### Required task
Write out precisely the lines beginning with the line that contains "Objective — a point for each instance of the neuflize" and ending with the last line of the entries, and no other lines.

— Start Provided data —

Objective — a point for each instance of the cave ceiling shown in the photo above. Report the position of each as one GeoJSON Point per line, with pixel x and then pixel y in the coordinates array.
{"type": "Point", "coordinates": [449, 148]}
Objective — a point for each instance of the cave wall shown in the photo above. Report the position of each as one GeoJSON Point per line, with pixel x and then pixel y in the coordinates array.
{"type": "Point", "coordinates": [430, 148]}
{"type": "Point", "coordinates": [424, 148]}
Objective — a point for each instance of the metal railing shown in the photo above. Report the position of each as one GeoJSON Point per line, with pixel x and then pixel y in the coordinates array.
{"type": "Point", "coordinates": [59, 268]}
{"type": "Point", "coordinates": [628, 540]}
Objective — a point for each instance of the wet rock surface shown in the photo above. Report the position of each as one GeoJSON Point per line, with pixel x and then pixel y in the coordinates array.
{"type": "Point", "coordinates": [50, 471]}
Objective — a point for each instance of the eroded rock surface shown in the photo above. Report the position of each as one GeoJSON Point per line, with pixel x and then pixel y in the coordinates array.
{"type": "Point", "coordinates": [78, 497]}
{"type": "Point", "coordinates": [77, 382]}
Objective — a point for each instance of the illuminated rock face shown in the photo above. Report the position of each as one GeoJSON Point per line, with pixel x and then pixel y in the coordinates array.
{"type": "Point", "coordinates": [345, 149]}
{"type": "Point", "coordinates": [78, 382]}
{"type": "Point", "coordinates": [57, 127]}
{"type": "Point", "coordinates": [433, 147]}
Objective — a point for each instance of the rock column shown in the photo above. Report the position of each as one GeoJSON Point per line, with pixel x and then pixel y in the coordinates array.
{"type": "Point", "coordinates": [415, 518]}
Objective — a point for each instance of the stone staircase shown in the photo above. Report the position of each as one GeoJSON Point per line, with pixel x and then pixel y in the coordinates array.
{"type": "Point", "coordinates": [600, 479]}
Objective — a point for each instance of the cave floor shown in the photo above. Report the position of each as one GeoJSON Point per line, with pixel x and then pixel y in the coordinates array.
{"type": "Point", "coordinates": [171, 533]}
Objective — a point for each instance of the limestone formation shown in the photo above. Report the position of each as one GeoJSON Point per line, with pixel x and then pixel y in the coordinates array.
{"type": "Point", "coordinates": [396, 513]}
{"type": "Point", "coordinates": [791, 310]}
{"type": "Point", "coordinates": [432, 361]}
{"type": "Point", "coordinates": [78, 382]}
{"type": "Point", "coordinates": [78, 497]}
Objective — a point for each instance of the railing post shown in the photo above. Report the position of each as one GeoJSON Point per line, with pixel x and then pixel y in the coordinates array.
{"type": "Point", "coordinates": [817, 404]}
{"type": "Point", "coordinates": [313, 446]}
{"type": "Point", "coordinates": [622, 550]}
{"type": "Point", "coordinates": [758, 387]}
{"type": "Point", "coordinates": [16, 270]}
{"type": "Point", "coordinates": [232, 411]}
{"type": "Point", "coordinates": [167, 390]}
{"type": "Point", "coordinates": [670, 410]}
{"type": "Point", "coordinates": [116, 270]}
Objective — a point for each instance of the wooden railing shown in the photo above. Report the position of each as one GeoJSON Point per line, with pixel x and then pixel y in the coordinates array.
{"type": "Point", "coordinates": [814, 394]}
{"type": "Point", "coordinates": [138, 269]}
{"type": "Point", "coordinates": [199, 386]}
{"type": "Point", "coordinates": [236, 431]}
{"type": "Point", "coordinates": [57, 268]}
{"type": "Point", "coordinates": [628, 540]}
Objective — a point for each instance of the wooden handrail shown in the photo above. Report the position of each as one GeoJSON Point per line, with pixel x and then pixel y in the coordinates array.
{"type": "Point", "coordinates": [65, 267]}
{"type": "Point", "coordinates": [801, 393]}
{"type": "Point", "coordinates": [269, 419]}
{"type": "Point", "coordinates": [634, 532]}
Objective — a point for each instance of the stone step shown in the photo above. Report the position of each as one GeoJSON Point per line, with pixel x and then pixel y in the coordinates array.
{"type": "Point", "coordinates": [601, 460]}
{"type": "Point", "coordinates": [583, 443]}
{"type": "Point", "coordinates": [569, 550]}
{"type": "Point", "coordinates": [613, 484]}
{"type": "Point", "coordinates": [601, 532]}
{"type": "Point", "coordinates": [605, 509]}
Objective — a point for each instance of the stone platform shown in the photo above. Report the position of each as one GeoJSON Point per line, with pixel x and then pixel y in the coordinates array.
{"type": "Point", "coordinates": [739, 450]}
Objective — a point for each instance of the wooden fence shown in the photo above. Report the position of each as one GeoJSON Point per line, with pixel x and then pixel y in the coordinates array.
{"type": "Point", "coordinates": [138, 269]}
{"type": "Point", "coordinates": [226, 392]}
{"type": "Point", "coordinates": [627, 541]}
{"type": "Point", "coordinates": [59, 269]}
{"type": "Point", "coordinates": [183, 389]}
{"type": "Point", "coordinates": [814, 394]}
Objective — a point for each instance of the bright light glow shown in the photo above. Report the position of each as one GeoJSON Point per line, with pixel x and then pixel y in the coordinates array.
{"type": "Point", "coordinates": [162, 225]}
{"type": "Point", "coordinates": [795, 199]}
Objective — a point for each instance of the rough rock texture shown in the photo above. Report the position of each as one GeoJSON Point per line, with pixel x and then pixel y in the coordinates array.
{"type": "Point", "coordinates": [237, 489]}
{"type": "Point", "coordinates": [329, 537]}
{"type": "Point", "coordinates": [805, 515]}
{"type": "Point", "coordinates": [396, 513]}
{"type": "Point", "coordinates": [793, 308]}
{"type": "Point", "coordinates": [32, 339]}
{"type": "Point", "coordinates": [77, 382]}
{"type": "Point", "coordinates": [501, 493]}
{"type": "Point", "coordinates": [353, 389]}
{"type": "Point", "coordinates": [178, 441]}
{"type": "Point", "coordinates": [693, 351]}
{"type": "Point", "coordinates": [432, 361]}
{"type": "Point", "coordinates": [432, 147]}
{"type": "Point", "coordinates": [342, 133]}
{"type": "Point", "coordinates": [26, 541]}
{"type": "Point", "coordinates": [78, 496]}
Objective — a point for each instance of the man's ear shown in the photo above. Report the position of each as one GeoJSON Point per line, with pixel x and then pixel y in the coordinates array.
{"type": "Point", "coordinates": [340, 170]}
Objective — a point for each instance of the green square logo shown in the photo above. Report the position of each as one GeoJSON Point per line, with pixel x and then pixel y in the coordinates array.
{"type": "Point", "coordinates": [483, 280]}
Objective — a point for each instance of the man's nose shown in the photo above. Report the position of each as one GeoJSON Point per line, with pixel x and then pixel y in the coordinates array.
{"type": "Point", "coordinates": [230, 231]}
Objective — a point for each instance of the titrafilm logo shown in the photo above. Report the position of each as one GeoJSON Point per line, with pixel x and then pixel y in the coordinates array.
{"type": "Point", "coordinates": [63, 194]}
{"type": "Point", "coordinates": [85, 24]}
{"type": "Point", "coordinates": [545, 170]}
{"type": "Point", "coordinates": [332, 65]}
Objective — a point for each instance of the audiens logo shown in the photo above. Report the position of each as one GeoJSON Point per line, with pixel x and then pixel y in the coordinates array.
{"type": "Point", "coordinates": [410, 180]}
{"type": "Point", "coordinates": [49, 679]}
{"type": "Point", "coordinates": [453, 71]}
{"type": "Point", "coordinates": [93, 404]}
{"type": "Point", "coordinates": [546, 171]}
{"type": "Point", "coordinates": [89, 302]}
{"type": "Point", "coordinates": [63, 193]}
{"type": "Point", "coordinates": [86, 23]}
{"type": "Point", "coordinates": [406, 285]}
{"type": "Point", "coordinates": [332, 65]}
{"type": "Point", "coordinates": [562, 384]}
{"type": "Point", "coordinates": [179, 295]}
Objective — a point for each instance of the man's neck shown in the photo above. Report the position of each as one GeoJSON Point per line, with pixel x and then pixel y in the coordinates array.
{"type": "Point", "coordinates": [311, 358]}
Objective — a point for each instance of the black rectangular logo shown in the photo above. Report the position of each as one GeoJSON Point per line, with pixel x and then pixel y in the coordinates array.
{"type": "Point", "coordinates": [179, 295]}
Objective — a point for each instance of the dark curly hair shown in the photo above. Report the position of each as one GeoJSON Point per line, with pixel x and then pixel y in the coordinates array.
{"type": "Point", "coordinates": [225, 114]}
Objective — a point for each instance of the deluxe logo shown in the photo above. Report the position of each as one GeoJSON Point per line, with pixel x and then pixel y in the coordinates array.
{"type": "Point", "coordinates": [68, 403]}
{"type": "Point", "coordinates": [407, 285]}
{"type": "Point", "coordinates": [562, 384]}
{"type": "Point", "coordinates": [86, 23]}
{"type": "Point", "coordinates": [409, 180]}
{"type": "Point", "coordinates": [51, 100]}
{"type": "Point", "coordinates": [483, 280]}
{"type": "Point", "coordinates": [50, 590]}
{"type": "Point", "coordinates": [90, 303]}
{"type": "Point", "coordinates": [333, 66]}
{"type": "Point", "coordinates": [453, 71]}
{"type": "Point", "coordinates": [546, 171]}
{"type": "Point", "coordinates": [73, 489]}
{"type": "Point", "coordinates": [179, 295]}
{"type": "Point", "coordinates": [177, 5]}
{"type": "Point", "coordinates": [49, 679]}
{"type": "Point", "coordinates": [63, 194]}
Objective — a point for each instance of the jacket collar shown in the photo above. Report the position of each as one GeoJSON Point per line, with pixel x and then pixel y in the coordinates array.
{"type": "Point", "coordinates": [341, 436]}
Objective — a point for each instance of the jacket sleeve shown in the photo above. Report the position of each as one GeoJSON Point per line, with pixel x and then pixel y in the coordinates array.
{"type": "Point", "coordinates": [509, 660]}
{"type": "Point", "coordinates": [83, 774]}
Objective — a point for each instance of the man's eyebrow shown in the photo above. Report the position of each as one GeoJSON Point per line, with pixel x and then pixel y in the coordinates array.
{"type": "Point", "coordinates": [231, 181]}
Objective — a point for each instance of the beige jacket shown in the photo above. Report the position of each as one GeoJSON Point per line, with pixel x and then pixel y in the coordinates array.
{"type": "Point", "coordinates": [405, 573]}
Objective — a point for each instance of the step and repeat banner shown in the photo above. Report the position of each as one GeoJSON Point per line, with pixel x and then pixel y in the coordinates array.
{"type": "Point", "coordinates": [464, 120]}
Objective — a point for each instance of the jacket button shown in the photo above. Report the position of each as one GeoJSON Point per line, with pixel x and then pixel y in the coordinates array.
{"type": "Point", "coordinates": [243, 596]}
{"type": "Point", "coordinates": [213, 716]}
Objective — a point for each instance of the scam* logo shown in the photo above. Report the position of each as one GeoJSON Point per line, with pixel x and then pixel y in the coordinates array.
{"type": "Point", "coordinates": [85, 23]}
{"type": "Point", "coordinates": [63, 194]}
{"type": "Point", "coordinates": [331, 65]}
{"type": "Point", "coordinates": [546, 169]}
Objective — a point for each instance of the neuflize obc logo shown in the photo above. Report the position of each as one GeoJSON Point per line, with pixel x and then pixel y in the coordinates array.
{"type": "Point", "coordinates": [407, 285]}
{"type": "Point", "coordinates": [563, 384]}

— End Provided data —

### Written solution
Objective — a point for each instance of the neuflize obc logo shown in the photo above. Report the position of each as one GeoJSON Point per line, with pixel x and then pixel y in the coordinates array.
{"type": "Point", "coordinates": [407, 285]}
{"type": "Point", "coordinates": [563, 384]}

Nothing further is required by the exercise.